Records provided:
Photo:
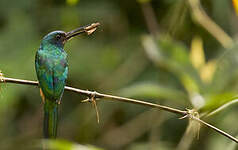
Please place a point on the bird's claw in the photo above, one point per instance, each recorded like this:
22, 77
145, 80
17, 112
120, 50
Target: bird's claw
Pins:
1, 77
190, 113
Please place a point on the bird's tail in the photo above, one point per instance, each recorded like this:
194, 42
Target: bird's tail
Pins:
50, 119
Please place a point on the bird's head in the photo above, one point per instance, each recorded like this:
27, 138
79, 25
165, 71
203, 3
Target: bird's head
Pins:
59, 38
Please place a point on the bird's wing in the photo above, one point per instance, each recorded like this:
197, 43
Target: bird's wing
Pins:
51, 74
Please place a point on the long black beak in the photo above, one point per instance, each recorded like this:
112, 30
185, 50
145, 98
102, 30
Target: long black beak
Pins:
89, 29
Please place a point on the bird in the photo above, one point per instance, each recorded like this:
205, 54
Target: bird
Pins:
51, 65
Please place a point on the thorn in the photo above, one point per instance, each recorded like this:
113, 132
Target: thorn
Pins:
184, 117
92, 99
1, 77
86, 100
96, 109
94, 103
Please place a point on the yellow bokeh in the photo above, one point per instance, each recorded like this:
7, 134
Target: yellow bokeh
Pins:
72, 2
235, 5
197, 53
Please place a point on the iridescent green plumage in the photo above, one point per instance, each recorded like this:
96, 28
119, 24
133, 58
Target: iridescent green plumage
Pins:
52, 69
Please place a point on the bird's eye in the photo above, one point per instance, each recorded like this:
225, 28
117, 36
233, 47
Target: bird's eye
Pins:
58, 37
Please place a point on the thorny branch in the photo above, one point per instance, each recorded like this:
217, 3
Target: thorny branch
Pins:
191, 114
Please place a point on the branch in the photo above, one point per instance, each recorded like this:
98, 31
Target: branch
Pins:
99, 95
187, 114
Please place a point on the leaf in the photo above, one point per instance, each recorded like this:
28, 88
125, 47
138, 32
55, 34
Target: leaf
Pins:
197, 56
207, 71
217, 100
235, 5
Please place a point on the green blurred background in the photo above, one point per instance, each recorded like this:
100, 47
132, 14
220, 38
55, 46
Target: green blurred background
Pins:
180, 53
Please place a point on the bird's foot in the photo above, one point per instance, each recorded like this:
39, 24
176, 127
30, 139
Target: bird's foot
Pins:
1, 77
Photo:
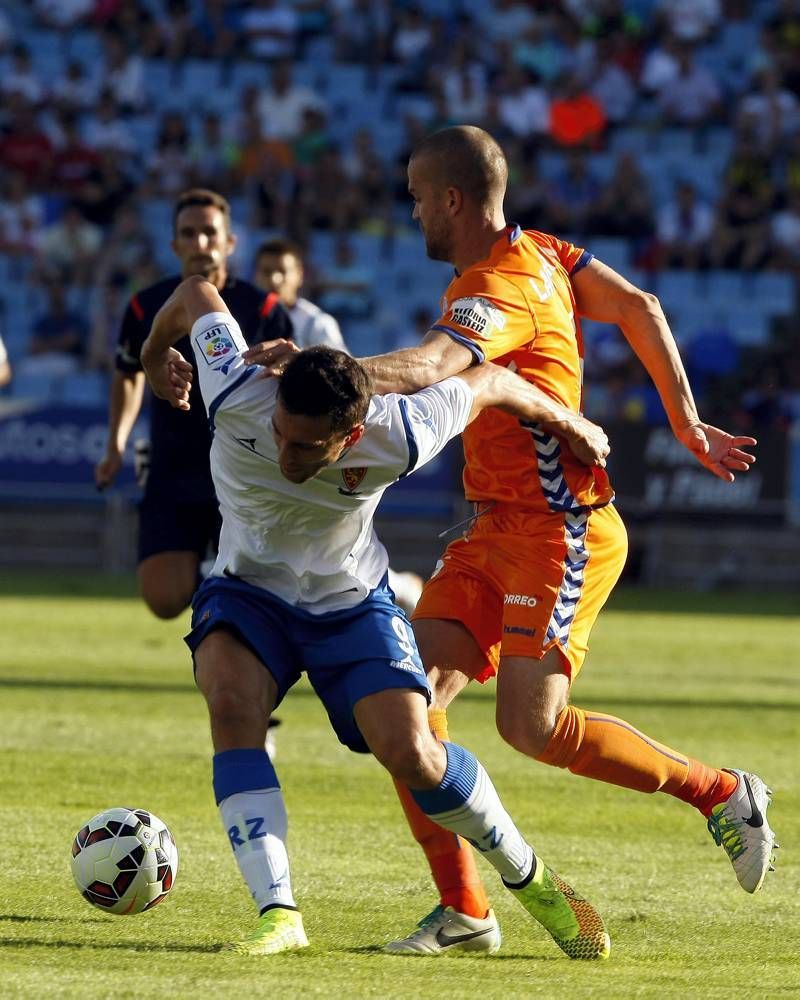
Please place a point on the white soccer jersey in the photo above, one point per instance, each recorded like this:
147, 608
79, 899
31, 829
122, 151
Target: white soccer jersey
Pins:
313, 544
311, 325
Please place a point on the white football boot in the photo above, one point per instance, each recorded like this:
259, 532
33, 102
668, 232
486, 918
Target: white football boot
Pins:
444, 929
739, 825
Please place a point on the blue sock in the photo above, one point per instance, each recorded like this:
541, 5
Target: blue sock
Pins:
242, 771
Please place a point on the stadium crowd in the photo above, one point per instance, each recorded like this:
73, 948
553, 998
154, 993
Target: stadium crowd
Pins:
664, 135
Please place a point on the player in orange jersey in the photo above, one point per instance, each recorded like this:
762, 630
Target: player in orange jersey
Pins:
518, 595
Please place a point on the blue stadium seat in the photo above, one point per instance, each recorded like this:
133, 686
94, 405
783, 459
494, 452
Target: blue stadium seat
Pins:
85, 389
775, 292
34, 386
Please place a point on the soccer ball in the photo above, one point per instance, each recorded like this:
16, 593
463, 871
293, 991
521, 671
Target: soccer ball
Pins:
124, 860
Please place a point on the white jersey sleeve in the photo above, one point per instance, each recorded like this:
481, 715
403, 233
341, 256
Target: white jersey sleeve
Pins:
432, 417
218, 346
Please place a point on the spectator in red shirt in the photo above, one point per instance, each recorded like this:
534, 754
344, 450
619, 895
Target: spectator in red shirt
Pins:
576, 118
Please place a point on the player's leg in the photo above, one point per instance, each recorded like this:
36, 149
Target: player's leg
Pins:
534, 716
451, 787
450, 858
173, 539
229, 640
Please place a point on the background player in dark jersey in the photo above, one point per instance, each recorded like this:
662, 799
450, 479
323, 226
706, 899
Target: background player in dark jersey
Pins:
178, 516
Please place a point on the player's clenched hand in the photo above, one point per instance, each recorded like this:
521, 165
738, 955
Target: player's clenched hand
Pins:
587, 442
272, 355
720, 452
106, 470
166, 373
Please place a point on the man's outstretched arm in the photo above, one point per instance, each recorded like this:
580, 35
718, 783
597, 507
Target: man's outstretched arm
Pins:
493, 386
168, 372
603, 295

Written exercise: Restate the listing above word for word, and skip the pictures.

Output of the exercise:
Photo:
Please place a point on the bird's claw in the photo above, one point per instance, each recorded like this:
22, 77
145, 80
17, 112
120, 50
Target: bird's claw
Pins:
1, 77
190, 113
Please place a point on the bird's tail in the photo above, one point per instance, each recorded like this:
194, 42
Target: bird's tail
Pins:
50, 119
Please place a point on the bird's head in the photo above, one point per instance, each recorded like this:
27, 138
79, 25
165, 71
203, 3
Target: bird's head
Pins:
59, 38
Please place a point on the bird's wing in the photo above, one point per instance, each recorded like this:
197, 43
Target: bird's wing
Pins:
51, 74
Please place a point on the long black beak in the photo above, one point per instance, each recorded like this:
112, 30
185, 50
145, 98
102, 30
Target: long black beak
Pins:
89, 29
Please place a point on the bird in the photo above, one point per instance, each recorded like this:
205, 54
Target: bird
Pins:
51, 65
Please place a point on the thorn in the photo above, one point per instance, each recorded like this:
113, 132
Target: thorn
Pins:
184, 117
92, 99
1, 77
86, 100
96, 109
94, 103
Please place a point on the yellow bokeh in the photo above, one point per instance, each recorded like this:
7, 134
Target: yellow bokeh
Pins:
72, 2
235, 5
197, 53
Please place a point on the iridescent green plumage in the photo above, one point per instance, each recorded like this:
96, 28
119, 24
133, 58
Target: iridescent green plumage
Pins:
52, 69
Please place a point on the bird's eye in the photo above, one point per instance, each recorded like this:
225, 28
117, 36
233, 47
Target: bird's eye
Pins:
58, 37
Please place a point on the thorny branch in the photo above, one point per instance, each recorded like this:
217, 3
Target: thorny branch
Pins:
191, 114
Please place a point on the branch in the photo above, one point per instance, each recorded like this:
98, 31
Target: branch
Pins:
99, 95
187, 114
Please place a point on the leaf in the photo above, one point per instance, each recorded like this:
28, 88
125, 47
138, 32
55, 34
Target: leaf
Pins:
197, 56
207, 71
217, 100
235, 5
Please place a point on the green blurred background in the photo above, one point per instance, each recorded like this:
100, 47
132, 14
220, 38
55, 46
Target: green blurred background
Pins:
180, 53
Please place a point on the bird's foot in the photo above, one point per instance, each recorded like this:
39, 24
176, 127
30, 139
Target: bird's foot
Pins:
1, 77
Photo:
Please place a point on the white soccer jersey in the photo above, one point per instance, each recorded like this:
147, 608
79, 899
31, 829
122, 151
Target: white soccer jersey
Pins:
313, 544
311, 325
Please place a point on the white football boot in the photo above, one point per instance, each recorded like this:
259, 532
33, 102
668, 232
486, 918
Target: white football boot
Pins:
444, 929
739, 825
Please place a point on the blue sock in the photo above, one point per instance, each recorded like this:
541, 5
Target: blue sock
Pins:
242, 771
Please place a point on the stadium crowd in the photo above, one point per instance, each recorded like this:
73, 948
553, 998
154, 993
Target: stadium crowd
Pins:
664, 135
Please place a point on the player in orange jersey in the photo above, one point per instance, each recorded like this:
762, 630
Target: player in orange jersey
Pins:
518, 595
Please place a point on the blue stadium seat in the photo above, one point per instance, each recorded like this:
133, 686
94, 405
783, 459
494, 452
Target: blue stadium seat
Pins:
85, 389
775, 292
34, 386
Please place a point on the soccer ball in the photo above, one point per instance, each recorded like this:
16, 593
463, 871
293, 991
521, 671
Target: soccer ball
Pins:
124, 860
Please place a point on the white jersey sleeve in the photo above, one point per instance, each recorded like this:
481, 715
403, 233
341, 256
Target: white jersey sleeve
Pins:
432, 417
218, 346
Please place a point on the spectator in red shirt in the photo above, one point per instance, each recorded like this:
534, 754
344, 450
619, 895
Target: spectator in red shirt
Pins:
576, 118
Please place a point on the player's leg in the photo above, one point per instance, each recorded like this:
36, 149
Target: player's leg
Pins:
534, 716
451, 787
450, 858
173, 539
229, 640
Please place a point on the background player in dark jersey in the photo above, one point per instance, each recorded like this:
662, 799
450, 479
323, 226
706, 899
Target: background player in dark jersey
Pins:
178, 516
Please place a point on the player's clenched hand in the photo above, one point per instance, each recorded like this:
521, 165
738, 955
Target: player's clenched hand
Pins:
587, 442
272, 355
720, 452
106, 470
166, 373
Please place a point on the man's outstretched arm in the photo above, one point per instance, each recorded like this:
580, 35
718, 783
597, 507
Target: man's outstretched arm
Pins:
493, 386
168, 372
603, 295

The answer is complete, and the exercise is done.